The entries should be given again so that each one matches the original exactly.

§ **STUDY MATERIAL**:
------------------------------------

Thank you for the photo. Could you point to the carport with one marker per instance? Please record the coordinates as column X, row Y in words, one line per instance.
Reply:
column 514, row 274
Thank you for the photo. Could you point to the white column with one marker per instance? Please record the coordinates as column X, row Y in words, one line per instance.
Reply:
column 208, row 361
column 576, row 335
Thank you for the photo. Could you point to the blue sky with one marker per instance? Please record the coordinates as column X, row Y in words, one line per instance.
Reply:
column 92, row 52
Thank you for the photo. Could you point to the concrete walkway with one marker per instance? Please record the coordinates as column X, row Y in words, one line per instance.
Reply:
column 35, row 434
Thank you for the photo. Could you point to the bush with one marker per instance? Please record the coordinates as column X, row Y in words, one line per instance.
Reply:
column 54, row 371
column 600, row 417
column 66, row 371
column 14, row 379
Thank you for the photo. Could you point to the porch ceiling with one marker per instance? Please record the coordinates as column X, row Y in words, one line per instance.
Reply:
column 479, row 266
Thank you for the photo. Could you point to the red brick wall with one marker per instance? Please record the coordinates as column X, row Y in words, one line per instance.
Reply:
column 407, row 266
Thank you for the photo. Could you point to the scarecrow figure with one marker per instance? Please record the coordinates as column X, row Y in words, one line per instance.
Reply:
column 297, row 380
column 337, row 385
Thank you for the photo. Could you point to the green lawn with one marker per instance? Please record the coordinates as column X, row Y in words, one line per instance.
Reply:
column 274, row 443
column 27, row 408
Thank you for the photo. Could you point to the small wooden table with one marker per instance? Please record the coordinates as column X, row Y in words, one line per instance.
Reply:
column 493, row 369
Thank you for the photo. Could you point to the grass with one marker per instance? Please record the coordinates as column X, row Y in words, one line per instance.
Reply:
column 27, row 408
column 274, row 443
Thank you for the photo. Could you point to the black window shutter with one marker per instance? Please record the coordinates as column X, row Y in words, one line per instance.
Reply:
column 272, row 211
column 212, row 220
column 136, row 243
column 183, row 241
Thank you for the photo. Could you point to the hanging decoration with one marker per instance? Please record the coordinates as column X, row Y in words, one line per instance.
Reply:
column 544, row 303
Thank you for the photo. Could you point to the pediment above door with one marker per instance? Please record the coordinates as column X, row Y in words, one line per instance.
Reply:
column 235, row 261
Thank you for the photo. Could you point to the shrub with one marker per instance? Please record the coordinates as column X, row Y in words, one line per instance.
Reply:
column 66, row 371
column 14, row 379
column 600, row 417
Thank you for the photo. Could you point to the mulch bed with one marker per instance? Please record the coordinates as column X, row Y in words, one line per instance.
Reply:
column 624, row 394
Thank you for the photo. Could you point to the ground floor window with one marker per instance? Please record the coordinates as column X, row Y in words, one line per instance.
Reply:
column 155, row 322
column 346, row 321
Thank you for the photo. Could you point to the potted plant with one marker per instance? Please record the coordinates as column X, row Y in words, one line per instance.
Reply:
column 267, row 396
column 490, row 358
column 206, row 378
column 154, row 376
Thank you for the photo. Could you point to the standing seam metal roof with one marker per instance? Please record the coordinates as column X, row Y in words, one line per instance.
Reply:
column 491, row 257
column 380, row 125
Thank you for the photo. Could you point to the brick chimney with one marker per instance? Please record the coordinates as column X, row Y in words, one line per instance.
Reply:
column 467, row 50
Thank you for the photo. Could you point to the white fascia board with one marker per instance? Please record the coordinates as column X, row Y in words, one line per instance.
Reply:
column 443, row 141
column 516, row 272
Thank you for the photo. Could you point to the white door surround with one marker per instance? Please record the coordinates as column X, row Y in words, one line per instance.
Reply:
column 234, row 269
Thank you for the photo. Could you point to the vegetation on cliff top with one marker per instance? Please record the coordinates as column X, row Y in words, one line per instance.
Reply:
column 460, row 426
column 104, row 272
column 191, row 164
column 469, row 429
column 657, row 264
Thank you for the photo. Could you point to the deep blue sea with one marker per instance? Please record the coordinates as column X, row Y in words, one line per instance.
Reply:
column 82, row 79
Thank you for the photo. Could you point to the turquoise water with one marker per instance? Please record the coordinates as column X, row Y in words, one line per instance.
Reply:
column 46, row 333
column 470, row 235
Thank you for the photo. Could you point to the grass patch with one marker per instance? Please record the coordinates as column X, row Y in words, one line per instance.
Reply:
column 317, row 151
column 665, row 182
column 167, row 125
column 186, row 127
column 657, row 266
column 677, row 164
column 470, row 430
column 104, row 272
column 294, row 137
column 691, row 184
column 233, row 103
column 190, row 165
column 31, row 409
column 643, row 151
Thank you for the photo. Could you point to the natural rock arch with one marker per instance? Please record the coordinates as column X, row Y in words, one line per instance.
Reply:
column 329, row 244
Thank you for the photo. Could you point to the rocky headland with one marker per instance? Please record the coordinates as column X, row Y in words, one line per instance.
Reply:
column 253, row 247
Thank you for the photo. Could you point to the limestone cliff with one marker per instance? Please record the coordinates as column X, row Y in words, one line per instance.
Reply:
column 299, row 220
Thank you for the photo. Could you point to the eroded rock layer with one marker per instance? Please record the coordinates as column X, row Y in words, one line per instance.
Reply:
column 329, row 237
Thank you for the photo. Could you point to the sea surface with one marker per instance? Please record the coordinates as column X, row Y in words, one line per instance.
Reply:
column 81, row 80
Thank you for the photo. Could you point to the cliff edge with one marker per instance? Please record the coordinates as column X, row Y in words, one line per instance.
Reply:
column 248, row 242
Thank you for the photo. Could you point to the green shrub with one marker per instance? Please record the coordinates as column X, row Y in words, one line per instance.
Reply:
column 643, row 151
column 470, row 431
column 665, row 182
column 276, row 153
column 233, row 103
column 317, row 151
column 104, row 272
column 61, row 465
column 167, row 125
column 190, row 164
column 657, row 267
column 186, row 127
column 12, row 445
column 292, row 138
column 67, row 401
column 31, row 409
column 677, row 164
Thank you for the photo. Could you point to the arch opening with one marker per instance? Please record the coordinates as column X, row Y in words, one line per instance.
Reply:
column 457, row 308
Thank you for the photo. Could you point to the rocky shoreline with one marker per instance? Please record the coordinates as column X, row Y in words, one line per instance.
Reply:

------------------------------------

§ **TASK RESPONSE**:
Thank you for the photo. Could you point to the carport with one marker per instance? Please record the coordinates as column X, row Y in words, one line per instance.
Reply:
column 514, row 274
Thank you for the photo. Could you point to the white column with one marker per instance? Please record the coordinates as column X, row Y in words, one line per instance.
Reply:
column 208, row 361
column 576, row 335
Thank you for the photo. Could you point to the blue sky with one marker per instance? Please record the coordinates as column X, row Y in words, one line per instance.
Reply:
column 92, row 52
Thank you for the photo. Could you point to the concrete walkway with one marker per instance? Please record the coordinates as column X, row Y in words, one line per instance.
Reply:
column 35, row 434
Thank you for the photo. Could you point to the bush with one marker per instance? Please record the coordinates as column X, row Y in words, one line per instance.
Reply:
column 54, row 371
column 600, row 417
column 66, row 371
column 14, row 379
Thank you for the photo. Could you point to the porch ceiling with one marker per instance? Please record the coordinates as column X, row Y in words, one line per instance.
Reply:
column 479, row 266
Thank you for the photo. Could you point to the red brick wall with one marker per instance? Please record the coordinates as column X, row Y in words, one line per instance.
Reply:
column 407, row 266
Thank you for the photo. Could you point to the scarecrow figure with one marker per instance? Please record the coordinates as column X, row Y in words, one line per instance.
Reply:
column 297, row 380
column 337, row 385
Thank you for the photo. Could you point to the green lawn with one marker per instance? Please record the coordinates as column X, row Y in words, one line per instance.
Reply:
column 274, row 443
column 27, row 408
Thank you for the photo. Could you point to the small wooden table with one marker per instance? Please record the coordinates as column X, row Y in words, one line per instance.
Reply:
column 493, row 369
Thank you for the photo. Could you point to the grass with one marker per instance? Please record the coordinates as column X, row Y in words, one line per instance.
Reply:
column 27, row 408
column 274, row 443
Thank you for the photo. Could you point to the black window shutter with one marker per instance? Please record the coordinates as column X, row Y in words, one line per instance.
Reply:
column 272, row 211
column 212, row 220
column 136, row 243
column 183, row 241
Thank you for the photo. Could you point to the hanging decoration with one marker per instance? Please record the coordinates as column X, row Y in words, one line per instance.
Reply:
column 544, row 303
Thank you for the photo. Could you point to the pediment above door with one marker per instance? Please record the coordinates as column X, row Y in words, one line per instance.
Reply:
column 235, row 261
Thank you for the photo. Could you point to the shrub with one marker per instance? Please record the coordinates as column X, row Y in words, one line per instance.
Reply:
column 66, row 371
column 14, row 379
column 600, row 417
Thank you for the photo. Could you point to the mulch bed with one marker per instance? Please record the coordinates as column X, row Y in words, one line per instance.
Reply:
column 624, row 394
Thank you for the photo. Could you point to the ground floor window with one marker per instance? Please record the coordinates as column X, row Y in words, one line per instance.
Reply:
column 155, row 322
column 346, row 321
Thank you for the photo. Could you point to the potted plant with one marker per instance? Please record the coordinates as column X, row Y in words, one line per instance.
Reply:
column 267, row 396
column 490, row 358
column 206, row 378
column 154, row 376
Thank you for the photo. Could you point to the standing seam metal roof with one marker per instance? Please record the coordinates as column X, row Y in words, one line per instance.
Reply:
column 491, row 257
column 380, row 125
Thank you for the photo. Could you point to the brick chimney with one marker per instance? Please record the coordinates as column X, row Y in words, one line per instance.
Reply:
column 467, row 50
Thank you for the photo. Could you point to the white fascia board with one marker per instance? Please record the coordinates as column X, row Y in words, one line per instance.
Reply:
column 443, row 141
column 516, row 272
Thank you for the photo. Could you point to the white door surround with one marker per instance? Please record the coordinates as column X, row Y in words, one line per instance.
Reply:
column 234, row 269
Thank you for the photo. Could you point to the vegetation on cliff top with one marker per instance? Please record the coordinates as column X, row Y in words, one line per instance.
Reply:
column 460, row 426
column 104, row 272
column 191, row 164
column 469, row 429
column 657, row 264
Thank you for the photo. Could you point to the deep blue sea with one marker per instance? Please record the coordinates as column X, row Y in words, one line per instance.
Reply:
column 82, row 79
Thank you for the photo. Could you point to the turquoise water with one marker per instance? Please record the coordinates as column X, row Y in words, one line per instance.
Reply:
column 46, row 333
column 470, row 235
Thank you for the photo. Could you point to the grass patch with one marker per instance? Please record the coordinates as column X, row Y in words, one line per instance.
Reply:
column 317, row 151
column 665, row 182
column 167, row 125
column 186, row 127
column 657, row 266
column 677, row 164
column 470, row 430
column 104, row 272
column 294, row 137
column 691, row 184
column 233, row 103
column 190, row 165
column 31, row 409
column 643, row 151
Thank you for the photo. Could you point to the natural rock arch with one marker per instance? Please record the coordinates as column X, row Y in words, one line per instance.
Reply:
column 329, row 244
Thank you for the photo. Could you point to the rocky headland with one marker per instance? Please record the coordinates as column X, row Y in words, one line per instance.
Reply:
column 253, row 247
Thank you for the photo. Could you point to the limestone cliff with one marker per instance? Please record the coordinates as column X, row Y in words, one line per instance.
Reply:
column 299, row 220
Thank you for the photo. Could you point to the eroded rock layer with one marker per instance? Please record the coordinates as column X, row Y in words, one line per instance.
Reply:
column 329, row 237
Thank you for the photo. Could you point to the sea surface with one marker per instance? Please record the coordinates as column X, row Y in words, one line per instance.
Reply:
column 81, row 80
Thank you for the photo. Could you point to the cliff edge with one marker per instance? Please record the coordinates as column X, row Y in words, one line per instance.
Reply:
column 248, row 242
Thank you for the photo. Could you point to the green shrub with one marker per instance? Please record the coordinates as column X, row Y in words, one line per instance.
Reply:
column 643, row 151
column 470, row 431
column 665, row 182
column 276, row 153
column 233, row 103
column 317, row 151
column 104, row 272
column 61, row 465
column 167, row 125
column 190, row 164
column 657, row 267
column 186, row 127
column 12, row 445
column 292, row 138
column 67, row 401
column 31, row 409
column 677, row 164
Thank you for the photo. Could you point to the arch opening with one marker per instance? Please record the coordinates as column X, row Y in words, one line per instance.
Reply:
column 457, row 308
Thank you for the photo. Could you point to the rocky shoreline with one marker per instance? Please record the coordinates as column X, row Y in words, one line per instance.
Reply:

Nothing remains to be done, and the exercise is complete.